(DATA)
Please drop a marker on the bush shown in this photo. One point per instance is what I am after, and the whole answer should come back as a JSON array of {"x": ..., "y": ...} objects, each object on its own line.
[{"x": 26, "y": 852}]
(End DATA)
(DATA)
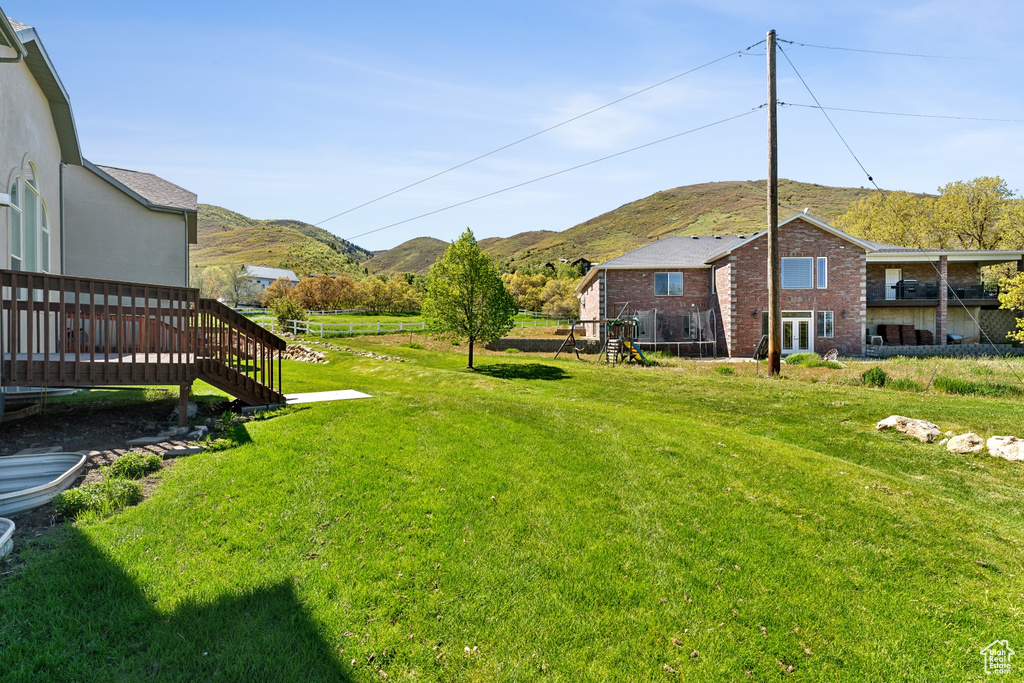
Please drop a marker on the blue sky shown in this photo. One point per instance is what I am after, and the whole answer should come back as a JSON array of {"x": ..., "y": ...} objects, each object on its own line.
(End DATA)
(DATA)
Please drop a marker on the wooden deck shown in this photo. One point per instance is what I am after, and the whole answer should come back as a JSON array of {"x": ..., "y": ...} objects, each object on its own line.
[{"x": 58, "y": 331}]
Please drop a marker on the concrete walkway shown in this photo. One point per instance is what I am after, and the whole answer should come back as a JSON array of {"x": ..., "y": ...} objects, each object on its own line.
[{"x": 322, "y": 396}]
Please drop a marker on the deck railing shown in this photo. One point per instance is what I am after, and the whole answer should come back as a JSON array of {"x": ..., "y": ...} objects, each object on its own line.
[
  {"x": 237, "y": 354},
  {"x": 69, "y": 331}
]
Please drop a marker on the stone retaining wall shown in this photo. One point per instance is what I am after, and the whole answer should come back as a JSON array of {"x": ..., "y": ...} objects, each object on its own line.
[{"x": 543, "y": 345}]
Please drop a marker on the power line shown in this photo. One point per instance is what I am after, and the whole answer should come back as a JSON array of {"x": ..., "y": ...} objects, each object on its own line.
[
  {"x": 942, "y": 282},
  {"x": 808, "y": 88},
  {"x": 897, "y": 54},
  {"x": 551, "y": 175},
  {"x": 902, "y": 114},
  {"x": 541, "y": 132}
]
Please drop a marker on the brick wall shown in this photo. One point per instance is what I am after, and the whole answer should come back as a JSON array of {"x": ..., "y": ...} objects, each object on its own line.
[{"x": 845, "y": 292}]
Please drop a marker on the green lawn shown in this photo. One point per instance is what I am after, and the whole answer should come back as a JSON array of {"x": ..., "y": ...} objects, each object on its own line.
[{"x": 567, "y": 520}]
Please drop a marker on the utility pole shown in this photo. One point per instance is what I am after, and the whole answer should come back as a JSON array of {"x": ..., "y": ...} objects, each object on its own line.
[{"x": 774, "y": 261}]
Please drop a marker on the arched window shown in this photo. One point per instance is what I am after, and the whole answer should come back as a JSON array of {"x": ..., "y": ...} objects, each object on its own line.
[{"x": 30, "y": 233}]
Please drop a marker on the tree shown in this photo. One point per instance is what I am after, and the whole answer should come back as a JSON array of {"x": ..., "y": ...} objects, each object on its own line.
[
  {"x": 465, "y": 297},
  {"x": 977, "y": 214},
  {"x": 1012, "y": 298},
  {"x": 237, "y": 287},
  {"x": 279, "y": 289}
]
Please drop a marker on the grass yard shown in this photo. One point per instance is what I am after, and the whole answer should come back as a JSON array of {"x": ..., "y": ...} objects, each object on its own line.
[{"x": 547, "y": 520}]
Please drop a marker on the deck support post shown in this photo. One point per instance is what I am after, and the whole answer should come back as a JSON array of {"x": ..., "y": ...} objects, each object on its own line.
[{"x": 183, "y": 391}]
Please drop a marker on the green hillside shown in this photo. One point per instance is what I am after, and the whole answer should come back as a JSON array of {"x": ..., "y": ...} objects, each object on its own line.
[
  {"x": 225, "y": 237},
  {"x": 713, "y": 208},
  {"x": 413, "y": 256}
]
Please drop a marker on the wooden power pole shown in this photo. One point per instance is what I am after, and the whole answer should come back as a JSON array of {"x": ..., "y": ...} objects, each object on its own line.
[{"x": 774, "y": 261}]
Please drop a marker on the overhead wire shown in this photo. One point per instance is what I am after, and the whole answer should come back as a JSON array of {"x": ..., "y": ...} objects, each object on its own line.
(End DATA)
▸ REQUIREMENT:
Reproduce exactly the section above that begins at the line containing "Please drop a marker on the tree" and ends at the line containing "Please drop a marker on the overhead", leaving out all other lines.

▸ TASK OUTPUT:
Please drop a marker on the tree shown in this photo. One point per instance is what I am after, and the whole answer should come back as a JSON array of {"x": ..., "y": ...} objects, each object on its own line.
[
  {"x": 465, "y": 297},
  {"x": 977, "y": 214},
  {"x": 1012, "y": 298},
  {"x": 237, "y": 287},
  {"x": 279, "y": 289}
]
Please drop a marker on the grass yard shown in this photo. One point per instance is what I am after, and the whole answer should come back as a JSON array of {"x": ..., "y": ...} objects, each object on its own line.
[{"x": 547, "y": 520}]
Please drop a marker on the deck support post shown in this photo. One point per instance is what I am after, and the whole answer should come back as a JSON array of {"x": ..., "y": ...} objects, each object on its own line.
[{"x": 183, "y": 391}]
Please drop a marker on the green hillside shown in this photo. One point per instance is what I am after, and the whole answer should come back as a JSON array of {"x": ..., "y": ...} objects, each object on its own line.
[
  {"x": 225, "y": 237},
  {"x": 713, "y": 208},
  {"x": 413, "y": 256}
]
Please drop a marker on the wooden power pole shown in this photo. One point per instance is what I am after, and the whole answer should come back as a JSON array of {"x": ..., "y": ...} objects, each object on its own line.
[{"x": 774, "y": 261}]
Please drop a marker on the overhead wire shown in this photo. One point per instance is what I am after, and the whole answer should come back as a JSON array of {"x": ..., "y": ...} objects, each object on its own line.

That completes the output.